Could you rewrite the material below, changing "segment" to "outline" wherever it occurs and leaving every other character exactly as it is?

◇ ◇ ◇ ◇ ◇

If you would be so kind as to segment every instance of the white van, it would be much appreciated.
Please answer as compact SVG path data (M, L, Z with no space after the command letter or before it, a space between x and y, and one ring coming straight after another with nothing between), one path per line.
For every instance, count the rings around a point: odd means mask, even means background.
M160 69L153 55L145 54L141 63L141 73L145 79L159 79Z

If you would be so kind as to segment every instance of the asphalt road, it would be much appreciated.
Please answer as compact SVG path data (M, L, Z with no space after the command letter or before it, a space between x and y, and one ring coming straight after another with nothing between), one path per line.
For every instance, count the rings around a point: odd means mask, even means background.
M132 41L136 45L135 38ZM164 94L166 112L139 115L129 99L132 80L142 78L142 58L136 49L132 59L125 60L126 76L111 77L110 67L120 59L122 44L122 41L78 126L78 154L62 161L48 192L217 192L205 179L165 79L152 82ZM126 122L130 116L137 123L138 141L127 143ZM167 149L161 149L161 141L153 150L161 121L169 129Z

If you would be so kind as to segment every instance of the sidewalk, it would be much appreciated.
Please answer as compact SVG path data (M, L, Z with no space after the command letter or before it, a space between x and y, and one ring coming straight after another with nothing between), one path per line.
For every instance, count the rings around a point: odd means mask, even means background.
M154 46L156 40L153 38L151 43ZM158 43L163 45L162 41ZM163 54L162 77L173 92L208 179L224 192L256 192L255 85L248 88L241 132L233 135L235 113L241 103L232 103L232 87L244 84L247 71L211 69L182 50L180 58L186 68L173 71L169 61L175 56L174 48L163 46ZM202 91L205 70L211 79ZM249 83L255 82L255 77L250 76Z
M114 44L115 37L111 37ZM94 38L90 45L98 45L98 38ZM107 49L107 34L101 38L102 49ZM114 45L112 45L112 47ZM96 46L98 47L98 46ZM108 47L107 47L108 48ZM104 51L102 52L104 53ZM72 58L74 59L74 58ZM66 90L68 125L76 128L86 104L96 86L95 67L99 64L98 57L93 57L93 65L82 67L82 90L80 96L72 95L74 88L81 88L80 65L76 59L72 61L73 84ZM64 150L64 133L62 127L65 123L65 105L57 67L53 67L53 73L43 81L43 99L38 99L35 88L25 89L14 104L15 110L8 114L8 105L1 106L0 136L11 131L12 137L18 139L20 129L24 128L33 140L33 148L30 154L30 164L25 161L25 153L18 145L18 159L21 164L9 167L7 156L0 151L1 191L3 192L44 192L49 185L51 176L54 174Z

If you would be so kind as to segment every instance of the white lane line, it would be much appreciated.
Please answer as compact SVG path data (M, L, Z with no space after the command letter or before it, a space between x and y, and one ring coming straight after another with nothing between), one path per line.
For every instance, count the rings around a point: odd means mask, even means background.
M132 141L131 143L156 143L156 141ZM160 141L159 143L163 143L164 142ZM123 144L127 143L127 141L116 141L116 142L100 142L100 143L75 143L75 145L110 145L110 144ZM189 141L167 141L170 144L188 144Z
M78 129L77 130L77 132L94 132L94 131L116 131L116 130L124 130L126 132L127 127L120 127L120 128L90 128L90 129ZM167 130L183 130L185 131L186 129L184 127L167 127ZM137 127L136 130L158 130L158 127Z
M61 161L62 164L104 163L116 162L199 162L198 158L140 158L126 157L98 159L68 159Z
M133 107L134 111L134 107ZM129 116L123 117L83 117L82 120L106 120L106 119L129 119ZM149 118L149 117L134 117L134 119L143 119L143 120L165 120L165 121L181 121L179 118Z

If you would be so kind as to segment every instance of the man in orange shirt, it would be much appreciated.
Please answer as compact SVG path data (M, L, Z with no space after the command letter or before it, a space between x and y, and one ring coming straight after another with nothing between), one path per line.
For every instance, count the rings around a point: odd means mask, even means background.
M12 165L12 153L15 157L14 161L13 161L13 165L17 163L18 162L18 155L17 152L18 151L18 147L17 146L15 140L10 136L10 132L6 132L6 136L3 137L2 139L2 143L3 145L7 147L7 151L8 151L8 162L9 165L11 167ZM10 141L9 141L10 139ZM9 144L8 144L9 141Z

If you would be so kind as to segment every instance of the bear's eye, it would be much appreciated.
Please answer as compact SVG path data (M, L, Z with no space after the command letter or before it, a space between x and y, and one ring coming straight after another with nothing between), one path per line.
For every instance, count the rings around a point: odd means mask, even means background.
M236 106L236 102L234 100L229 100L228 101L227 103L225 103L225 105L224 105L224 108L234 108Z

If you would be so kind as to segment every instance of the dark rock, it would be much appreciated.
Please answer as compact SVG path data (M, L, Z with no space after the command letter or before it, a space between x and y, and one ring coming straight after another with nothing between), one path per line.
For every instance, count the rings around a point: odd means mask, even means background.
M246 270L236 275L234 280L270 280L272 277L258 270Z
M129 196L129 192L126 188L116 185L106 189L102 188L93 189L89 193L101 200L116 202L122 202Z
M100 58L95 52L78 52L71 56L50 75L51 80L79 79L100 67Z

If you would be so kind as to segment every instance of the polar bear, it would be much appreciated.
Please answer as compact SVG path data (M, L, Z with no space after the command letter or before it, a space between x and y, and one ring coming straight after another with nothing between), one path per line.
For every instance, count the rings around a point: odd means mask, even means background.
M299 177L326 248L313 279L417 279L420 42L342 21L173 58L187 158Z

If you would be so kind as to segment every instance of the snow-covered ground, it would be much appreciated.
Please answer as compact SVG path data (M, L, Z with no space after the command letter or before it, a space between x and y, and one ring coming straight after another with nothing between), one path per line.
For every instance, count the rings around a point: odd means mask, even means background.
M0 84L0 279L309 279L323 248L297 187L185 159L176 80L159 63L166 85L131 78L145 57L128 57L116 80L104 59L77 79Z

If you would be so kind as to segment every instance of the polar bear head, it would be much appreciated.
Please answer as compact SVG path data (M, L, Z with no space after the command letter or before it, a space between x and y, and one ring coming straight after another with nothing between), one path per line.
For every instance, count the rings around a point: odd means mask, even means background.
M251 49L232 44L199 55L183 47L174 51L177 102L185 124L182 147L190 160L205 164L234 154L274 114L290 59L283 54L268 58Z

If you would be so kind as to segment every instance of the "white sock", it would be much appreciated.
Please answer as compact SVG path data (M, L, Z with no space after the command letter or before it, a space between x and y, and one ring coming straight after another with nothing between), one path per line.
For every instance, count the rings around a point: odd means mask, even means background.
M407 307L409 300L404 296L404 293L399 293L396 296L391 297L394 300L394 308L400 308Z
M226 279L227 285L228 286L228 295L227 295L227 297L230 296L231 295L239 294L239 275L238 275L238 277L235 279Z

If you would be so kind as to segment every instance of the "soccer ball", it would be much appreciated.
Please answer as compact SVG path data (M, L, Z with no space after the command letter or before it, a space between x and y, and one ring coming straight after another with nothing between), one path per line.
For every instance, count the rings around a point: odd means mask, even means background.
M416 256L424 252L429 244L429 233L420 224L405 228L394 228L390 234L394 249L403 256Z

◇ ◇ ◇ ◇ ◇

__Output for this task__.
If you would be so kind as to outline every instance of the white van, it would be much appreciated.
Please answer as compact SVG path data (M, L, Z with no space after the command letter or before it, a space between x and y, and one ring coming straight after another with nothing between), one path per line.
For every instance, count the rings around a point: odd means mask, even means background.
M160 69L153 55L145 54L141 63L141 73L145 79L159 79Z

If you would be so kind as to outline every instance of the asphalt road, it would be much appreciated.
Please answer as compact SVG path data (M, L, Z with no space after the command letter or before it, a space between x and y, and one ring coming straight after another with nothing between), one path per line.
For every instance, count the rings around a point: odd means mask, even means background.
M132 41L136 45L135 38ZM164 94L166 112L139 115L129 99L132 80L142 78L142 58L136 49L132 59L125 60L126 76L111 77L110 67L120 59L122 44L122 41L78 126L78 154L62 161L48 192L217 192L205 179L165 79L152 82ZM126 122L130 116L137 123L138 141L127 143ZM167 149L161 149L161 141L153 150L161 121L169 129Z

If you would be so kind as to outline every instance of the sidewalk, it would be much appreciated.
Please answer as compact SVG path data (M, L, Z with no space after the command letter or before it, a space between x and y, and one ring coming straight after another with nothing between), one path per line.
For every instance, count the rings around a point: odd means mask, even means background.
M154 46L156 40L153 38L151 43ZM158 43L163 45L162 41ZM163 54L162 77L173 92L208 179L224 192L256 192L255 85L248 88L241 132L233 135L235 113L241 103L232 103L232 87L244 84L247 71L211 69L182 50L180 58L186 68L173 71L169 61L175 56L174 48L163 46ZM202 91L205 70L211 79ZM249 83L255 82L255 77L250 76Z
M114 44L115 37L111 37ZM94 38L90 45L98 45L98 38ZM107 49L107 34L101 38L102 49ZM114 45L112 45L112 47ZM96 46L98 47L98 46ZM108 47L107 47L108 48ZM104 51L102 52L104 53ZM72 58L74 59L74 58ZM66 90L68 125L76 128L86 104L96 86L95 67L99 64L98 57L93 57L93 65L82 67L82 90L80 96L72 95L74 88L81 88L80 65L76 59L72 61L73 84ZM64 150L64 133L62 127L65 123L65 105L57 67L53 67L53 73L43 81L43 99L38 99L35 88L25 89L14 104L15 110L8 114L8 105L1 106L0 136L11 131L12 137L18 139L20 129L24 128L33 140L33 148L30 154L30 164L25 161L25 153L18 145L18 159L21 164L9 167L7 156L0 151L1 191L3 192L44 192L49 185L51 176L54 174Z

If you would be so kind as to outline every instance of the white lane line, it would be much appreciated.
Please answer as compact SVG path data (M, L, Z with no space after the command letter or before it, a space between x and y, and one ring coming straight after another with nothing between), one path per line.
For every instance, count the rings around a point: odd means mask, even means background.
M132 141L131 143L156 143L156 141ZM160 141L159 143L163 143L164 142ZM123 144L127 143L127 141L116 141L116 142L100 142L100 143L75 143L75 145L110 145L110 144ZM189 141L167 141L170 144L188 144Z
M78 129L77 130L77 132L94 132L94 131L116 131L116 130L124 130L126 132L127 127L120 127L120 128L90 128L90 129ZM167 130L183 130L185 131L186 129L184 127L167 127ZM137 127L136 130L158 130L158 127Z
M61 161L62 164L104 163L116 162L199 162L198 158L140 158L126 157L98 159L68 159Z
M133 107L134 111L134 107ZM129 116L123 117L83 117L82 120L106 120L106 119L129 119ZM149 118L149 117L134 117L134 119L143 119L143 120L165 120L165 121L181 121L179 118Z

If you would be so kind as to outline every instance of the man in orange shirt, it would be much appreciated.
Please answer as compact SVG path data (M, L, Z with no space after the command letter or before it, a space between x and y, and one ring coming straight after another with nothing between), one path per line.
For every instance, count the rings around a point: odd means mask, even means background.
M12 165L12 153L15 157L14 161L13 161L13 165L17 163L18 162L18 155L17 152L18 151L18 147L17 146L15 140L10 136L10 132L6 132L6 136L3 137L2 139L2 143L3 145L7 147L7 151L8 151L8 162L9 165L11 167ZM10 141L9 141L10 139ZM9 144L8 144L9 141Z

If you would be so kind as to outline every instance of the bear's eye, it would be much appreciated.
Please answer as compact SVG path data (M, L, Z with no space after the command letter or before it, a space between x and y, and one ring coming straight after another with nothing between), one path per line.
For every instance, count the rings around a point: odd means mask, even means background.
M236 106L236 102L234 100L229 100L228 101L227 103L225 103L225 105L224 105L224 108L234 108Z

If you would be so kind as to outline every instance of the dark rock, it would be much appreciated.
Please answer as compact SVG path data (M, L, Z with no space after the command letter or before it, a space between x and y, and one ring coming straight after another with nothing between), one path per line.
For every instance, count the rings around a point: odd means mask, even means background.
M246 270L236 275L234 280L270 280L272 277L258 270Z
M129 196L129 192L126 188L116 185L106 189L102 188L93 189L89 193L101 200L116 202L122 202Z
M100 58L95 52L78 52L71 56L50 75L51 80L79 79L100 67Z

If you would be so kind as to outline every instance of the polar bear, it would be much appreciated.
Please answer as compact SVG path data (M, L, Z with no space after the command letter or before it, a space between x and y, and one ring coming straight after another with nothing between), one path per line.
For every instance, count the rings around a point: odd means mask, even means background.
M299 177L326 248L313 279L417 279L420 42L342 21L173 58L187 158Z

If you would be so kind as to outline every instance of the snow-covered ground, it would be much appreciated.
Please answer as compact SVG path data (M, L, Z with no space after the command letter or before it, a space between x and y, and one ring coming straight after another with nothing between), one path per line.
For every instance, count the rings around a point: odd means mask, even means background.
M0 84L0 279L309 279L323 248L297 187L185 159L176 80L159 63L166 85L131 78L145 57L128 57L116 80L104 59L77 79Z

If you would be so kind as to outline every instance of the polar bear head, it would be much appreciated.
Please answer as compact SVG path data (M, L, Z with no space after the command letter or before it, a space between x and y, and one ring coming straight after another with nothing between), one path per line.
For every instance, count the rings around a point: odd means mask, even means background.
M251 49L232 44L199 55L183 47L174 51L177 102L185 124L182 147L190 160L205 164L234 154L274 114L290 59L283 54L268 58Z

If you would be so kind as to outline every instance of the "white sock", it would be much appreciated.
Please answer as compact SVG path data (M, L, Z with no space after the command letter or before it, a space between x and y, and one ring coming straight after another with nothing between), one path per line.
For every instance, count the rings around a point: odd means mask, even means background.
M407 307L409 300L404 296L404 293L399 293L396 296L391 297L394 300L394 308L400 308Z
M226 279L227 285L228 286L228 295L227 295L227 297L230 296L231 295L239 294L239 275L238 275L238 277L235 279Z

If you would be so kind as to outline every instance of the "soccer ball", it would be much appreciated.
Please answer as compact SVG path data (M, L, Z with no space after the command letter or before it, a space between x and y, and one ring coming straight after another with nothing between), one path per line.
For every instance, count the rings around a point: odd means mask, even means background.
M416 256L424 252L429 244L429 233L420 224L405 228L394 228L390 234L394 249L403 256Z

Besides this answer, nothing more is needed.